--- BEGIN ---
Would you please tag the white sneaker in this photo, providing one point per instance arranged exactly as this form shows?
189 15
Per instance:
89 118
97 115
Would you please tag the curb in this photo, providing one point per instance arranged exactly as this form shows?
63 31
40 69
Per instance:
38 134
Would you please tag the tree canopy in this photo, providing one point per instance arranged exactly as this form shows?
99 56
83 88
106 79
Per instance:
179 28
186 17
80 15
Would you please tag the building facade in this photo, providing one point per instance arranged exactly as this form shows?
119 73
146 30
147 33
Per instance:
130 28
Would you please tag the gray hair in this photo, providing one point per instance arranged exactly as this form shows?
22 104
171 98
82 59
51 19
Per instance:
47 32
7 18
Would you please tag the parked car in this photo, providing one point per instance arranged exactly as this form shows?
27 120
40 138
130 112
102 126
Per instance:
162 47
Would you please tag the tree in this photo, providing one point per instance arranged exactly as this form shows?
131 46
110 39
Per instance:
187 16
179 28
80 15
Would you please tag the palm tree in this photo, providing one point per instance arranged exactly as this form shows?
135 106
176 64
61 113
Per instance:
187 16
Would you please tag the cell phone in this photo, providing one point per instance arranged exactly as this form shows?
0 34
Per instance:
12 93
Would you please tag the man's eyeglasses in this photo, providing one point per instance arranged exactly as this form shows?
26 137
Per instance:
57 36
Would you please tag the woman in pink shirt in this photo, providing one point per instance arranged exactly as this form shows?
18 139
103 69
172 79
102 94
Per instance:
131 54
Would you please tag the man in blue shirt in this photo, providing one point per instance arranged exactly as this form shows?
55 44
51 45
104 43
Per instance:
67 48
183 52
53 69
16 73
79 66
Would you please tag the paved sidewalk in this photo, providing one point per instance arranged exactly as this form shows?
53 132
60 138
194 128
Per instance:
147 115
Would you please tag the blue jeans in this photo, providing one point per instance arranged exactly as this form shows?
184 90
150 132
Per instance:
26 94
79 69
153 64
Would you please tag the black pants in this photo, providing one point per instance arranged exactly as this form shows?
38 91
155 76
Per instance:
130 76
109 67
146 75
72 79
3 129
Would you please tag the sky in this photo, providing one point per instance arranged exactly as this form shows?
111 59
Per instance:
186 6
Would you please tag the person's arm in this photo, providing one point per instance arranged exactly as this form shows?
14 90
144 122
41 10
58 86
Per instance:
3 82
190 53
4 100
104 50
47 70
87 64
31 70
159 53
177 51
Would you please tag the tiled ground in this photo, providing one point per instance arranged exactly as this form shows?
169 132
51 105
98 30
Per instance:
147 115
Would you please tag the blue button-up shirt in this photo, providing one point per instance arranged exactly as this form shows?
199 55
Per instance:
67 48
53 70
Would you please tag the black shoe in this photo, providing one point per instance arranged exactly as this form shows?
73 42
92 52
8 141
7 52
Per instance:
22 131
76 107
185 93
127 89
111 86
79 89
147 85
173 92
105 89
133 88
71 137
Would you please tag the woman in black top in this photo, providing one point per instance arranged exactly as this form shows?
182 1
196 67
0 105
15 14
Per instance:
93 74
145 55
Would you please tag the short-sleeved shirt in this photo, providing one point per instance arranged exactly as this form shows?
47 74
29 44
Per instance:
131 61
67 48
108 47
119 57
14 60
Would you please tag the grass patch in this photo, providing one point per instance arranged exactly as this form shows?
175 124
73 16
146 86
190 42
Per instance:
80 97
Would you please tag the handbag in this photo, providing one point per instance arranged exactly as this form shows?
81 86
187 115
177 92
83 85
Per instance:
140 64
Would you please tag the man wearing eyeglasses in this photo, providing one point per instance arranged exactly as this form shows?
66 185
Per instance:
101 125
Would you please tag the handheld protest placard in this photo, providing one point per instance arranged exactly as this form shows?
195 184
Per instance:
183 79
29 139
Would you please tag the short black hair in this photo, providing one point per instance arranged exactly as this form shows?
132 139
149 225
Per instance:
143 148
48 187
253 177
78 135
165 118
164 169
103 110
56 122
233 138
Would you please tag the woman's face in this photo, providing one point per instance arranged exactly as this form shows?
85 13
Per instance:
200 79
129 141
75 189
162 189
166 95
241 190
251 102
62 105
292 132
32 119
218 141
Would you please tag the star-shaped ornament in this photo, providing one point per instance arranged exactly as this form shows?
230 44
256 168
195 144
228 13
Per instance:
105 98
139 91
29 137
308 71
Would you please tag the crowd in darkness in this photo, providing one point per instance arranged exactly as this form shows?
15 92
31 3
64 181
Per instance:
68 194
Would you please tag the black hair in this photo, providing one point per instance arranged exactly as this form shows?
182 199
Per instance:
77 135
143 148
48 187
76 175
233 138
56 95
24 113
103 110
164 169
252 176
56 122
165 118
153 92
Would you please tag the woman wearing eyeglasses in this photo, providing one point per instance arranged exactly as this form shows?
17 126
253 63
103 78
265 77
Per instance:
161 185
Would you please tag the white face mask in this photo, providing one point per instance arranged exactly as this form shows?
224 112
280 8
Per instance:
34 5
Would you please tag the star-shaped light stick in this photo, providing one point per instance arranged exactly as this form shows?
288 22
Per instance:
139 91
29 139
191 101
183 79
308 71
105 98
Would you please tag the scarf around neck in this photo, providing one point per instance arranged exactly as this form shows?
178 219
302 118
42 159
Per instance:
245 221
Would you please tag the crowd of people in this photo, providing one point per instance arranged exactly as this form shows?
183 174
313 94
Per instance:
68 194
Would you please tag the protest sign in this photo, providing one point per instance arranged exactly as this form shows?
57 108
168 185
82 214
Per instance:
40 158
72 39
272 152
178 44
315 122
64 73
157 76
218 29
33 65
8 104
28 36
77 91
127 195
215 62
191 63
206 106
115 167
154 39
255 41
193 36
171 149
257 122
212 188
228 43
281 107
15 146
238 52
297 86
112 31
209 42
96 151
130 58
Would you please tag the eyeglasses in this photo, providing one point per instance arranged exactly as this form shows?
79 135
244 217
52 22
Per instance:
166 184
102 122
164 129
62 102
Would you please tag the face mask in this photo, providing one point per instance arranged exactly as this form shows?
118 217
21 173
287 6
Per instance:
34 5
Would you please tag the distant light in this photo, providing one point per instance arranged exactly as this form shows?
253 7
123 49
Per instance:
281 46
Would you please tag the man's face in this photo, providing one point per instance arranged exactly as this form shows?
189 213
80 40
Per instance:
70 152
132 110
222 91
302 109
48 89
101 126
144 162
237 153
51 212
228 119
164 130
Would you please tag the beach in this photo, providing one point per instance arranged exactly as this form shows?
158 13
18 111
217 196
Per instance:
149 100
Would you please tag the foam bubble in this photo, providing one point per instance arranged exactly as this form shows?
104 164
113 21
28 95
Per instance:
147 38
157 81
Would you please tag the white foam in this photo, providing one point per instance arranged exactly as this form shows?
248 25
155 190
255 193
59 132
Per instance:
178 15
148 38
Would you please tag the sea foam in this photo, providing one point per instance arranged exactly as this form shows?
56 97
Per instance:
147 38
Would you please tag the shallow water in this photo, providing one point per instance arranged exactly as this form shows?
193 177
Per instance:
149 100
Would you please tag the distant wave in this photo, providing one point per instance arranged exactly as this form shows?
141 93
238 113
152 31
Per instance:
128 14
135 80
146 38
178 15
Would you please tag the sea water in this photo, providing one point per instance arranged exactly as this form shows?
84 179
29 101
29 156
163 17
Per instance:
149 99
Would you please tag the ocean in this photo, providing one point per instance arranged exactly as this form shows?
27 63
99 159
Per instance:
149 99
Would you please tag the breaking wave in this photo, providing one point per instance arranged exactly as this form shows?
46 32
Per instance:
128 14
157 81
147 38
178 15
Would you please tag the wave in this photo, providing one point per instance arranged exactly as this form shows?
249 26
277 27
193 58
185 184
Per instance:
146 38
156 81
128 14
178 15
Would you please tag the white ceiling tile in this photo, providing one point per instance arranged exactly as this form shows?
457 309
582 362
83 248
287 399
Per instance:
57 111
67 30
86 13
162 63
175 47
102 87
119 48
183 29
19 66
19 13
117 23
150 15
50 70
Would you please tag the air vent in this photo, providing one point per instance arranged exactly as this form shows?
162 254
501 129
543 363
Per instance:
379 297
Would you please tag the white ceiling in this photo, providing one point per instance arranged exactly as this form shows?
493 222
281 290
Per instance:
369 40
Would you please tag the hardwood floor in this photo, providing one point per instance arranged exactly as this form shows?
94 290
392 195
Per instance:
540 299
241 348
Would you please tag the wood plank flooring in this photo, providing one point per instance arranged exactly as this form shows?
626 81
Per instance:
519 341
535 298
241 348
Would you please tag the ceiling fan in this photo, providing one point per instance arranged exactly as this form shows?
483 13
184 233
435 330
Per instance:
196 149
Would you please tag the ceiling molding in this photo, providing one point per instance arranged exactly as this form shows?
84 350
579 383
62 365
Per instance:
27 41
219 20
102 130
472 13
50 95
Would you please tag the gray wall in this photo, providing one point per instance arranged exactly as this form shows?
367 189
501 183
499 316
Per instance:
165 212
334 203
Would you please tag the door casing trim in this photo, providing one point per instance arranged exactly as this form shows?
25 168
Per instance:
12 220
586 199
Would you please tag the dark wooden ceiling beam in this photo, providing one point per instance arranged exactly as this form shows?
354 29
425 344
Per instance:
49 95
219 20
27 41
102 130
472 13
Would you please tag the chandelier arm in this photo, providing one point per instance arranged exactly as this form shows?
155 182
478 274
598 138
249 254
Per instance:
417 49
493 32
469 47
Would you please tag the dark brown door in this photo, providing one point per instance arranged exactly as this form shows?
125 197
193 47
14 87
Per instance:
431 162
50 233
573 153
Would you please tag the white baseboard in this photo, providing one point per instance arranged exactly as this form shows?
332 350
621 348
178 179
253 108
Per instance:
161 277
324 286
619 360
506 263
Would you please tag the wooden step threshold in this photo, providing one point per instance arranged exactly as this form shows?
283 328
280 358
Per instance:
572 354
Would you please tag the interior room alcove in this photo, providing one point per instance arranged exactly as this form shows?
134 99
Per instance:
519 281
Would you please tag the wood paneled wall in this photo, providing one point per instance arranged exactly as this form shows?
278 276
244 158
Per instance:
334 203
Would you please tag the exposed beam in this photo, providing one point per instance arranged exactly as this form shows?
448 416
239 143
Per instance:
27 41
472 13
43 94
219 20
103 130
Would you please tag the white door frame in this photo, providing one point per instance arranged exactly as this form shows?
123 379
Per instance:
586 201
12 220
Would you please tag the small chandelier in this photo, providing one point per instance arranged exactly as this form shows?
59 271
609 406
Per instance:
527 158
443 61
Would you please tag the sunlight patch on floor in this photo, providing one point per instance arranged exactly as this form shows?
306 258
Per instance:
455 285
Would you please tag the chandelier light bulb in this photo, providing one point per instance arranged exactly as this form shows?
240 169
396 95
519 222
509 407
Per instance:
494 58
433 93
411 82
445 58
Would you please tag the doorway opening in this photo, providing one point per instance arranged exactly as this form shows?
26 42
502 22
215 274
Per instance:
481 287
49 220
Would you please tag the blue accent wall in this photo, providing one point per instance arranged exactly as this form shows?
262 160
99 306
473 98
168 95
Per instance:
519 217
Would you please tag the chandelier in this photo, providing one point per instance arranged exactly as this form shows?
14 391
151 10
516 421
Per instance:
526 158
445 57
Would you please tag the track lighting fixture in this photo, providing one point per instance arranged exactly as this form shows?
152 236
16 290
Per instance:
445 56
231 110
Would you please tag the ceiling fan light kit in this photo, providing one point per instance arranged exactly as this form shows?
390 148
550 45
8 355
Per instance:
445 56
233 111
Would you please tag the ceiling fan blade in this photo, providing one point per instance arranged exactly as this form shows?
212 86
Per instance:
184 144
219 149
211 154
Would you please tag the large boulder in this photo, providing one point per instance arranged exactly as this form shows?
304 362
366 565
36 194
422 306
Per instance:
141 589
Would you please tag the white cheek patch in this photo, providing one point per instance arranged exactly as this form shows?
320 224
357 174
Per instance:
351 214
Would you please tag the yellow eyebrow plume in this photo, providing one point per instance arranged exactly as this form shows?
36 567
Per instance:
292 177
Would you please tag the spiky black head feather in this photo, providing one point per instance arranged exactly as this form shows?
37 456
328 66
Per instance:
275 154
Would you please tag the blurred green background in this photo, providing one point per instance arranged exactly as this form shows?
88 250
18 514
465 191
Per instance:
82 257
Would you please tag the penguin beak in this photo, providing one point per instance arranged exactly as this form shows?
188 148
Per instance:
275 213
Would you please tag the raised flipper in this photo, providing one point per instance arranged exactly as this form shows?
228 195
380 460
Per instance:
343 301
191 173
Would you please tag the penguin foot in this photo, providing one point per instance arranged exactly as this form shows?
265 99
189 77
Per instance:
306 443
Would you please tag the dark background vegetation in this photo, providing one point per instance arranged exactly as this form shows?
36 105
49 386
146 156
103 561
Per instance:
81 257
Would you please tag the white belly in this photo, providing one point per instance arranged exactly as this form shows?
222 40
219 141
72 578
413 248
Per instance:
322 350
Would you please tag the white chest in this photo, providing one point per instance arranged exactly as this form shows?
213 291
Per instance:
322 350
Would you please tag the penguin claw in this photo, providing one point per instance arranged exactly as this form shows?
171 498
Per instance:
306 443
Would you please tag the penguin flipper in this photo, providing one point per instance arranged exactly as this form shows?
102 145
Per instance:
--- END ---
• **The problem**
Repeat exactly the lines from the line containing "Would you please tag the white belly" through the end of the listing above; both boundary lines are part of the output.

• **Full answer**
Would you please tag the white belly in this photo, providing one point per instance arranged exactly as this form shows?
222 40
219 141
72 578
413 248
Per instance:
322 350
Would you please tag the white chest in this photo, providing one point per instance arranged exactly as this form shows?
213 291
Per instance:
322 350
Would you please tag the penguin claw in this photo, providing one point per instance arranged exactly as this form shows?
171 498
Per instance:
306 443
Would you please tag the penguin flipper in this photo, providing one point per instance arranged exactly as this form shows?
102 145
Per instance:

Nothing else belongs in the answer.